取り組む課題:
1. 対象テキストの内容をもとに、次の問いに答えてください。
(a) 新井平伊先生の肩書きは何と紹介されていますか。
(b) 脳と体では、どちらのほうが老化が早いといわれていますか。
(c) 糖尿病と並んで認知症の発症リスクを高める生活習慣病として、何が挙げられていますか。
2. 対象テキストのうち、「超高齢社会の現代において、認」から「ジを与えます」と、新井先生。」までの部分を、一字も変えずに書き写してください。

対象テキスト:
********

超高齢社会の現代において、認知症は誰もがなりうる病気の一つ。脳は体よりも老化が早いといわれています。10の新常識を知って、脳の健康寿命を延ばしましょう。今回は、アルツクリニック東京院長、順天堂大学医学部名誉教授の新井平伊(あらい・へいい)先生に「『脳寿命』を延ばす新常識」をお聞きしました。
【前回】認知症の発生リスクを高める「難聴」とリスク2倍の「糖尿病」。適切な対策で脳の健康寿命を延ばす!
【最初から読む】2025年には5人に1人が認知症!? 「脳が老化する4つの仕組み」を知って老化予防を心がけよう
【新常識】血圧と血中の脂質をチェックする
認知症リスクの上昇要因
中年期からの対策がカギ
糖尿病と並び、認知症の発症リスクを高める生活習慣病が、高血圧と脂質異常症です。
「血圧が高くなると血管の壁に圧力がかかり、血管が傷つき、動脈硬化の原因に。脳卒中などを起こして脳にダメージを与えます」と、新井先生。

********

提供資料:
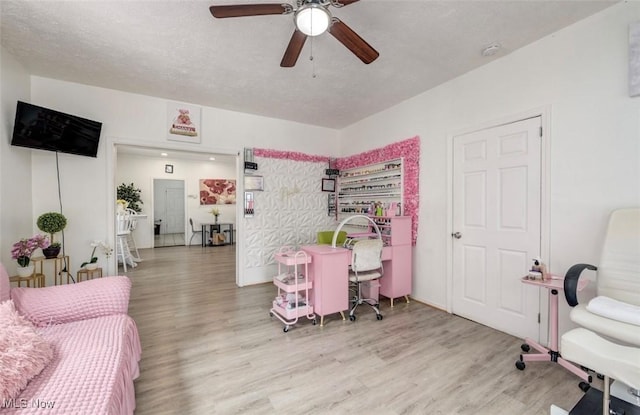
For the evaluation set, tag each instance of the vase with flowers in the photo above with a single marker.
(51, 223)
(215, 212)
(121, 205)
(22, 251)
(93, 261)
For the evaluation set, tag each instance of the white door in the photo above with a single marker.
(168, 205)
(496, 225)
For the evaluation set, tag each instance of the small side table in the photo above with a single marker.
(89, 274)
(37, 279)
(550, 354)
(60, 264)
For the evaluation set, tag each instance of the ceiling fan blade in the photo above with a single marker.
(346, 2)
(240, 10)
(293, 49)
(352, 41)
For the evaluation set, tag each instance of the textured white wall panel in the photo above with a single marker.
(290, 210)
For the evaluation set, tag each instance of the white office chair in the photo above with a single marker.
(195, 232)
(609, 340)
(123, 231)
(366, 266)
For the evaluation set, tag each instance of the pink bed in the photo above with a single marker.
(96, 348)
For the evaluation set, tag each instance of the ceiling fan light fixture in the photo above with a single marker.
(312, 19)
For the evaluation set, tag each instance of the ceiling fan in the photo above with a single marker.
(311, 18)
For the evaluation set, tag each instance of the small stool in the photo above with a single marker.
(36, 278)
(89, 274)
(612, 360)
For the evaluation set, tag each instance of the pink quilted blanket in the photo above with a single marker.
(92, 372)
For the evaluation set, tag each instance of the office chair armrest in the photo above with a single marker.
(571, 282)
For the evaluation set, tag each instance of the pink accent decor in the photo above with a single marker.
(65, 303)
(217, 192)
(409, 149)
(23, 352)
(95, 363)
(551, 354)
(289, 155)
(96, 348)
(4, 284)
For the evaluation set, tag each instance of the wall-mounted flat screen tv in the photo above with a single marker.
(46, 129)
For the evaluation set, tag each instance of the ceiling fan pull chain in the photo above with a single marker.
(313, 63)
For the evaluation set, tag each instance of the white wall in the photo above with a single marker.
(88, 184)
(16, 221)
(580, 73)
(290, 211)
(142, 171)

********

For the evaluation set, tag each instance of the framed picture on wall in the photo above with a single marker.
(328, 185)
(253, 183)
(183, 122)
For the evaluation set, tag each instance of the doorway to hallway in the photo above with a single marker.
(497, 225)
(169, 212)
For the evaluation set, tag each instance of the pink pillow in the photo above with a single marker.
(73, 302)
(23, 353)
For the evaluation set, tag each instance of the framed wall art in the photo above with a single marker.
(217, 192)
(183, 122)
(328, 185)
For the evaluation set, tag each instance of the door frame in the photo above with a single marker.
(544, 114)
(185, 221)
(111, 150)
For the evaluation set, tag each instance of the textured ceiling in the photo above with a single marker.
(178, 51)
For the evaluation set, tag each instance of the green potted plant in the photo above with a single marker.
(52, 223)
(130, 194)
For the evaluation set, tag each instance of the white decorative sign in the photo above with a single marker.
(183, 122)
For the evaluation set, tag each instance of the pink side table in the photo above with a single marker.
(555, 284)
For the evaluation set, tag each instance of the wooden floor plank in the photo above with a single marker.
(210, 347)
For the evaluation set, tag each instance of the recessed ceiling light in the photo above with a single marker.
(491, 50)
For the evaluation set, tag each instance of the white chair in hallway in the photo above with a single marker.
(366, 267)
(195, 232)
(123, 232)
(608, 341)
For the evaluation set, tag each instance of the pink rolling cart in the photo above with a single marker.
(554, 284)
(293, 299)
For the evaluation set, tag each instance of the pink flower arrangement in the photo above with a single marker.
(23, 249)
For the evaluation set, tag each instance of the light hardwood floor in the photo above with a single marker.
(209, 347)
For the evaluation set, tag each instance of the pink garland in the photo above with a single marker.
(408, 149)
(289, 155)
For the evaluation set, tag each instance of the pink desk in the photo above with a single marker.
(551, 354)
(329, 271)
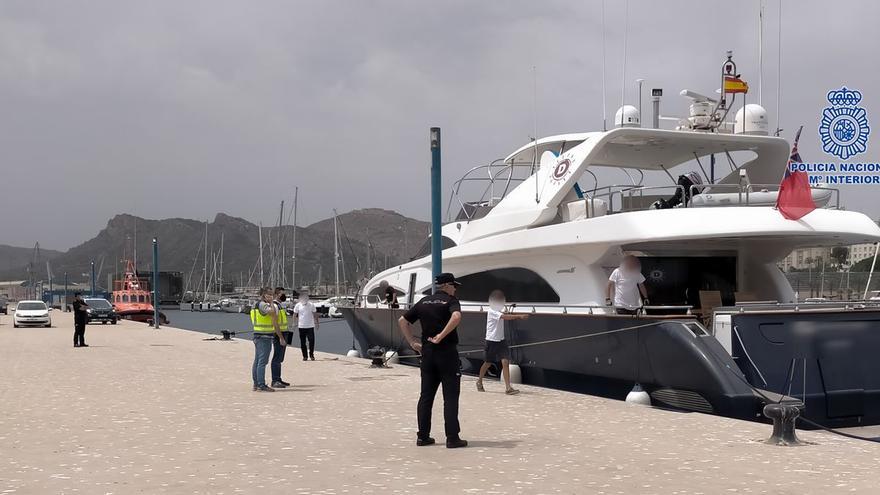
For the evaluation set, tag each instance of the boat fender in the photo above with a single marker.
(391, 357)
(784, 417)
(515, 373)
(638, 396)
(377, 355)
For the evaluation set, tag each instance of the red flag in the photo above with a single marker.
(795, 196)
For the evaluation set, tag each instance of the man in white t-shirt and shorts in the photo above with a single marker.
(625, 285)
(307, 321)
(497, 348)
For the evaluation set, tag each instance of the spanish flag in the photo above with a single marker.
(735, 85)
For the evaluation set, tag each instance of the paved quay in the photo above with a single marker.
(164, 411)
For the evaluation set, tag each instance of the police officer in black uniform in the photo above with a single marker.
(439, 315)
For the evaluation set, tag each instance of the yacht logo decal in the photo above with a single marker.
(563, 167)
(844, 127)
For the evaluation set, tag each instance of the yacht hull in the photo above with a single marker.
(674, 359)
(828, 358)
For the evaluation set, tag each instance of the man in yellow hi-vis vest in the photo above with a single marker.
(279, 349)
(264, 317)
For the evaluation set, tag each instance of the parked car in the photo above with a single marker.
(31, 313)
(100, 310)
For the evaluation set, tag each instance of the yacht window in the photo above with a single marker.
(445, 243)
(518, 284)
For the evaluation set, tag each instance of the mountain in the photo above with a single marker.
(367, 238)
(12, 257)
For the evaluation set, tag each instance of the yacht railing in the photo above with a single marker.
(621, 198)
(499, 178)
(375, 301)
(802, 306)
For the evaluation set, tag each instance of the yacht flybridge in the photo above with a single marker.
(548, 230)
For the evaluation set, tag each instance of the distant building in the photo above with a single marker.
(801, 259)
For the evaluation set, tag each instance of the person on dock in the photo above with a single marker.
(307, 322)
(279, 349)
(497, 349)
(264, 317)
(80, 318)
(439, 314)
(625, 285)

********

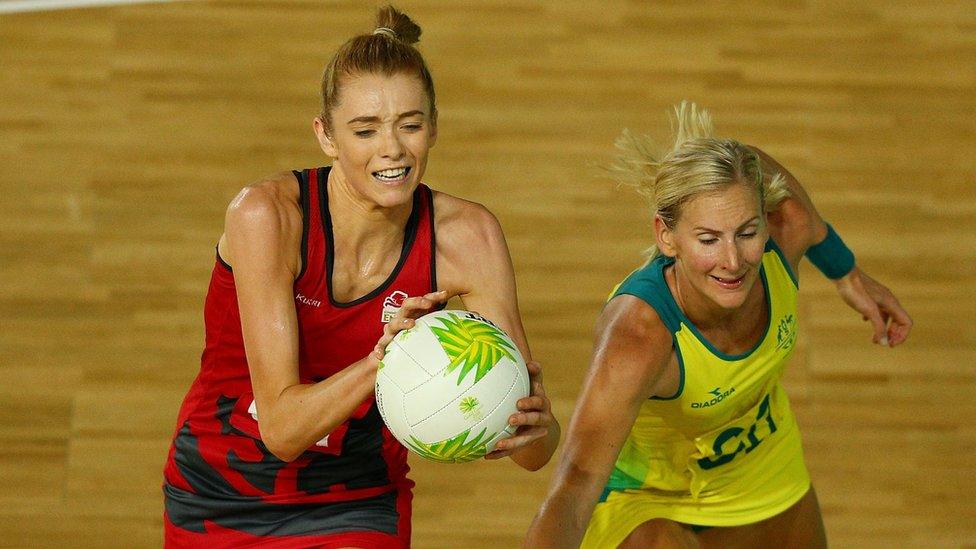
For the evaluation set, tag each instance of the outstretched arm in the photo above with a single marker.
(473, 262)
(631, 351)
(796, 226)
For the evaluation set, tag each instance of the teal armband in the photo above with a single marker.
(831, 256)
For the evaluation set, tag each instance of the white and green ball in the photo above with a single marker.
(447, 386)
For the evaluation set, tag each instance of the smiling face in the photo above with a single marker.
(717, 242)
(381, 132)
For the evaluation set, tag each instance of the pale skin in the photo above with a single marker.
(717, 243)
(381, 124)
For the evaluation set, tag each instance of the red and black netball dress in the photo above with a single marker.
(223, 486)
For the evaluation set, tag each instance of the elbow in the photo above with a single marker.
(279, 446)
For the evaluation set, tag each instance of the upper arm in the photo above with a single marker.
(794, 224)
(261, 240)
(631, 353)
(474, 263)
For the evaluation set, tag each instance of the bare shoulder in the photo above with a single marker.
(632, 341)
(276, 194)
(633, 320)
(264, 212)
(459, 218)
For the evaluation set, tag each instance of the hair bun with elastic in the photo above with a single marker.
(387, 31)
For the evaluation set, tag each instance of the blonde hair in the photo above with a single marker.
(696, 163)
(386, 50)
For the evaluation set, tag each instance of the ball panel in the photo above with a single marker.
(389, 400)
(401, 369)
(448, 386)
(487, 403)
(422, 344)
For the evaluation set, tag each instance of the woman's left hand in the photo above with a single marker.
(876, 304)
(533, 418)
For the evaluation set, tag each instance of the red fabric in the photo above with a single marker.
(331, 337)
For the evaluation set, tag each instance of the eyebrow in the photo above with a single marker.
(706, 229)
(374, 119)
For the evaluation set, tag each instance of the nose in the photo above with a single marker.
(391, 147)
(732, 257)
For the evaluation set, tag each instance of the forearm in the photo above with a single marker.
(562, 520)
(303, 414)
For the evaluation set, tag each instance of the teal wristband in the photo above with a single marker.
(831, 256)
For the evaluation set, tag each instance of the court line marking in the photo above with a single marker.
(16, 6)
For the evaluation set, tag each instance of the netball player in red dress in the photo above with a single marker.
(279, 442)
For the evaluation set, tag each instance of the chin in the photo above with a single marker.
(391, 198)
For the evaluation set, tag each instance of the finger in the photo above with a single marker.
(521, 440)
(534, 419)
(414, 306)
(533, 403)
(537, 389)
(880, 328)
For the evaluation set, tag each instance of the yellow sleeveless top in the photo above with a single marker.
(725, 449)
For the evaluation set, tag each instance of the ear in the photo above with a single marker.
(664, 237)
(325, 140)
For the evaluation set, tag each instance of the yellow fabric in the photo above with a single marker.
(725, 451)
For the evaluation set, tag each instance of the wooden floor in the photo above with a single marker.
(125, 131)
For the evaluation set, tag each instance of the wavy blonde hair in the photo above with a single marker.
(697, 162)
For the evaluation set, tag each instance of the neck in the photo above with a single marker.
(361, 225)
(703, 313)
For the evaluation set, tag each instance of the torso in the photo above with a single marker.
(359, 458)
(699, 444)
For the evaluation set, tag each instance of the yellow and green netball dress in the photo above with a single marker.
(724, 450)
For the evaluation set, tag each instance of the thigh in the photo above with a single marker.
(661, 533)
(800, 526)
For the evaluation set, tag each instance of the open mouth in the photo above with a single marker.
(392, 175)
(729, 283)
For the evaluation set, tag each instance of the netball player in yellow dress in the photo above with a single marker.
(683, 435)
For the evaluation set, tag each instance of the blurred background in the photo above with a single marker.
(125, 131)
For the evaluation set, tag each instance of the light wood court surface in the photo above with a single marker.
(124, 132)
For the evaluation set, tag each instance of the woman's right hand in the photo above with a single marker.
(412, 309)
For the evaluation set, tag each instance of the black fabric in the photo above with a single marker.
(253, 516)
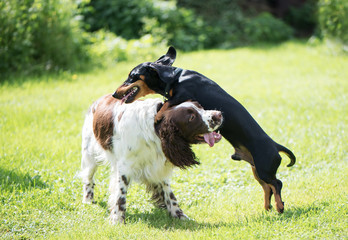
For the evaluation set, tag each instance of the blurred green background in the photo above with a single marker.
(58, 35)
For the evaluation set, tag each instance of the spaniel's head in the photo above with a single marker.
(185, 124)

********

課題別の解答:
1.
(a) アルツクリニック東京院長、順天堂大学医学部名誉教授
(b) 脳
(c) 高血圧と脂質異常症

2.
超高齢社会の現代において、認知症は誰もがなりうる病気の一つ。脳は体よりも老化が早いといわれています。10の新常識を知って、脳の健康寿命を延ばしましょう。今回は、アルツクリニック東京院長、順天堂大学医学部名誉教授の新井平伊(あらい・へいい)先生に「『脳寿命』を延ばす新常識」をお聞きしました。
【前回】認知症の発生リスクを高める「難聴」とリスク2倍の「糖尿病」。適切な対策で脳の健康寿命を延ばす!
【最初から読む】2025年には5人に1人が認知症!? 「脳が老化する4つの仕組み」を知って老化予防を心がけよう
【新常識】血圧と血中の脂質をチェックする
認知症リスクの上昇要因
中年期からの対策がカギ
糖尿病と並び、認知症の発症リスクを高める生活習慣病が、高血圧と脂質異常症です。
「血圧が高くなると血管の壁に圧力がかかり、血管が傷つき、動脈硬化の原因に。脳卒中などを起こして脳にダメージを与えます」と、新井先生。